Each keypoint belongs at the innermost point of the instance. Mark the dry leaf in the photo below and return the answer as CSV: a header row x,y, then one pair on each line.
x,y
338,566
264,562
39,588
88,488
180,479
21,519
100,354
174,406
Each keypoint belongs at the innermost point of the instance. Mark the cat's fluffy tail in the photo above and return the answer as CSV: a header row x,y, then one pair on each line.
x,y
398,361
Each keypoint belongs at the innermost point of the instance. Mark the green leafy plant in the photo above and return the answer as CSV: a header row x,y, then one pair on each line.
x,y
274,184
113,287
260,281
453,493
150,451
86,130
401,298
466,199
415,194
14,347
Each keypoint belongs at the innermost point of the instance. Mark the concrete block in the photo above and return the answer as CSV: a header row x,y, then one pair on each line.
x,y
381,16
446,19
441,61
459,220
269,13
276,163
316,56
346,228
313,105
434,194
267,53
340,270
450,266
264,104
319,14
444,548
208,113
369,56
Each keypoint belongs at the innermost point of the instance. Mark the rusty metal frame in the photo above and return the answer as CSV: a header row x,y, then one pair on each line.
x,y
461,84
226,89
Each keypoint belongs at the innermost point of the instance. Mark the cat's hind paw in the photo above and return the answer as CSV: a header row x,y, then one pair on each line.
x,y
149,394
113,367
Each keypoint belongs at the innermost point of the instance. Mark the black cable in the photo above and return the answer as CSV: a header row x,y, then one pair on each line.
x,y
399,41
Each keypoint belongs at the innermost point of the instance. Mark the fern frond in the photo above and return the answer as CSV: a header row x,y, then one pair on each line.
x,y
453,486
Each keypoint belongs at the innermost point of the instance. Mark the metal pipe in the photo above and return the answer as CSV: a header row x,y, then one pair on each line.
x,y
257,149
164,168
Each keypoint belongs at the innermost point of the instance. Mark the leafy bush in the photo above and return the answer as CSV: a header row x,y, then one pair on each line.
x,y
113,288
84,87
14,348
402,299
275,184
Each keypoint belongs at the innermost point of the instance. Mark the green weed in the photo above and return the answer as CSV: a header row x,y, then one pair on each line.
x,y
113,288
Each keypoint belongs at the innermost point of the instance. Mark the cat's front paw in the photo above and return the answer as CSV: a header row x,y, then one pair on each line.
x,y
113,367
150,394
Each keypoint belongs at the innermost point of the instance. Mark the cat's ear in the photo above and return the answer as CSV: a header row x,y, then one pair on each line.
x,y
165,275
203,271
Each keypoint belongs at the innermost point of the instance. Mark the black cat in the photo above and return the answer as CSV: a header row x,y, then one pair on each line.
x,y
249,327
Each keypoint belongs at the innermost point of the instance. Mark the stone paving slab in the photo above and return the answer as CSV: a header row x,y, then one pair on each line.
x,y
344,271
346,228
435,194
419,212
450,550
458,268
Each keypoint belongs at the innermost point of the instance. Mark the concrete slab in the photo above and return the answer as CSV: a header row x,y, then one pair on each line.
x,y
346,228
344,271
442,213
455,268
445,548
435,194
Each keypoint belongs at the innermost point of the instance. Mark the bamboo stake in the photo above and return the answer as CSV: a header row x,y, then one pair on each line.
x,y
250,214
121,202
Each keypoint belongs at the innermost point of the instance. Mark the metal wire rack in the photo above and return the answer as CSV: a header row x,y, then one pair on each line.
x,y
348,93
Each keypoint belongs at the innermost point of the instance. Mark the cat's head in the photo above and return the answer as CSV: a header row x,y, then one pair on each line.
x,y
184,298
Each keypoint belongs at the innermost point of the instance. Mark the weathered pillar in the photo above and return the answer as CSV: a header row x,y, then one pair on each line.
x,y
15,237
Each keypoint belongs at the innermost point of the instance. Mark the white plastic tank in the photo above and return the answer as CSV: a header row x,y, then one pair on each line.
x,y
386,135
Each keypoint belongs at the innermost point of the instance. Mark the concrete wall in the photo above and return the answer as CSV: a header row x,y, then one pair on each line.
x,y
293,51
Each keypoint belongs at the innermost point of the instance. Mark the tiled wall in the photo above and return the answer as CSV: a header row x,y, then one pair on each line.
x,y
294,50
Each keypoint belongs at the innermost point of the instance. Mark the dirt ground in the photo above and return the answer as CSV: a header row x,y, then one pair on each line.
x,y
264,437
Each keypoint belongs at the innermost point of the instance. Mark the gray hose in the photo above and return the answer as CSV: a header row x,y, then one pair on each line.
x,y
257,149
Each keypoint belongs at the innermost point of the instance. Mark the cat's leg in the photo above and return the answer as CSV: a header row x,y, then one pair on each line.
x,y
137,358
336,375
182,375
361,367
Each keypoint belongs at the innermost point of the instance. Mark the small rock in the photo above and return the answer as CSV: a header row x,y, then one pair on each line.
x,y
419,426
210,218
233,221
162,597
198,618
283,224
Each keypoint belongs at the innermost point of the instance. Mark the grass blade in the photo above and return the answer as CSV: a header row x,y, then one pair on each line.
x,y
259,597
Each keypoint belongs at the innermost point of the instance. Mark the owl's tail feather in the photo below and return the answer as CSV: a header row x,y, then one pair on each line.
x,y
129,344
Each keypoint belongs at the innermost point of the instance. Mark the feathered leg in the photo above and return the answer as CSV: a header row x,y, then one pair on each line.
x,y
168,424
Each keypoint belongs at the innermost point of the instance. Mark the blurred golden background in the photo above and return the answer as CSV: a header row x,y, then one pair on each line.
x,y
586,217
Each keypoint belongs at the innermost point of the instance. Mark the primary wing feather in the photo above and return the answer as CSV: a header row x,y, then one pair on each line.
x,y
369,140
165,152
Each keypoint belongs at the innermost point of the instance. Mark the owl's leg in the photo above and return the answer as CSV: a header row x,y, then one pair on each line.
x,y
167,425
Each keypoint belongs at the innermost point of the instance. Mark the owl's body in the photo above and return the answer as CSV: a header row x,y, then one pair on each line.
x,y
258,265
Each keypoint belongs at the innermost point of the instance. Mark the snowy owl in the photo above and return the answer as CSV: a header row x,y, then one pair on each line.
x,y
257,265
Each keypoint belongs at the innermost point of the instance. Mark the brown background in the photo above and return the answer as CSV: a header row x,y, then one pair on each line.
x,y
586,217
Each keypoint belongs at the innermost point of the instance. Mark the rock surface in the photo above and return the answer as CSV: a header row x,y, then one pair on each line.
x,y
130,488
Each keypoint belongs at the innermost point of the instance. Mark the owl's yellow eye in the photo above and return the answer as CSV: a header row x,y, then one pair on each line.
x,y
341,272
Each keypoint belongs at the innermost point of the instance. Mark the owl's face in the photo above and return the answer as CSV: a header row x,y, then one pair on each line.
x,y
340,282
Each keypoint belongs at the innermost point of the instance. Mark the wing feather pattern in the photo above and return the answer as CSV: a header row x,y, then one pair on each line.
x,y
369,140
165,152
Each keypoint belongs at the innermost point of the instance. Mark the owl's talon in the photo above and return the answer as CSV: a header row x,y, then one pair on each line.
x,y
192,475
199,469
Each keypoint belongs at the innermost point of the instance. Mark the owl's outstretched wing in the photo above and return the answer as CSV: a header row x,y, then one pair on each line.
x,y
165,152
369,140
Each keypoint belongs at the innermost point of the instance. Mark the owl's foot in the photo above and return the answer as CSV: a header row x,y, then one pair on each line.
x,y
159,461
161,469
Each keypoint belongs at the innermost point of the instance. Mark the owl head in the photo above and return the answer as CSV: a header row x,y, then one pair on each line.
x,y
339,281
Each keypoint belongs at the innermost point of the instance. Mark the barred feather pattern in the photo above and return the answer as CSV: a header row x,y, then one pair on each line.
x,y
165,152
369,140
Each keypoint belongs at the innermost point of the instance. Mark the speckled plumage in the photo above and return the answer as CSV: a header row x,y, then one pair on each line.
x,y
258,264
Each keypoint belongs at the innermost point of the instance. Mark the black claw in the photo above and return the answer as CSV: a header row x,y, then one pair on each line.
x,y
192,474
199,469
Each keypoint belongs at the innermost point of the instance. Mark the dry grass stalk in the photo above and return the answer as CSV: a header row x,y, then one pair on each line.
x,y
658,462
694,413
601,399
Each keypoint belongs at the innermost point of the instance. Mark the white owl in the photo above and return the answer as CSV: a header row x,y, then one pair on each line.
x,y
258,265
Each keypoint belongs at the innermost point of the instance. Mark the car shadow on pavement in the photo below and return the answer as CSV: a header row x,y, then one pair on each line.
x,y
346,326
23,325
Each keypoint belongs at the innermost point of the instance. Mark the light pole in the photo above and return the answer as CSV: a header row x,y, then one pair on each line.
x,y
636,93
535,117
────────────────────
*WORK REQUIRED*
Find the line with "the white owl" in the listing above, then write out that line and each remaining line exactly, with no other text.

*EXPECTED ANSWER*
Each keypoint belongs at the innermost point of the instance. Mark the white owl in the photo above and return the answer as CSV: a header row x,y, then one pair on each line.
x,y
258,265
Each keypoint belongs at the innermost point of the instance. Mark the car shadow on pavement in the photo below and return the answer as CSV: a header row x,y, then one pair on each line.
x,y
346,326
23,325
Each keypoint belongs at the innermost point of the instance. Mark the light pole in the photo above and return the answer as CSV: a header row x,y, then one pair on each line.
x,y
636,93
535,117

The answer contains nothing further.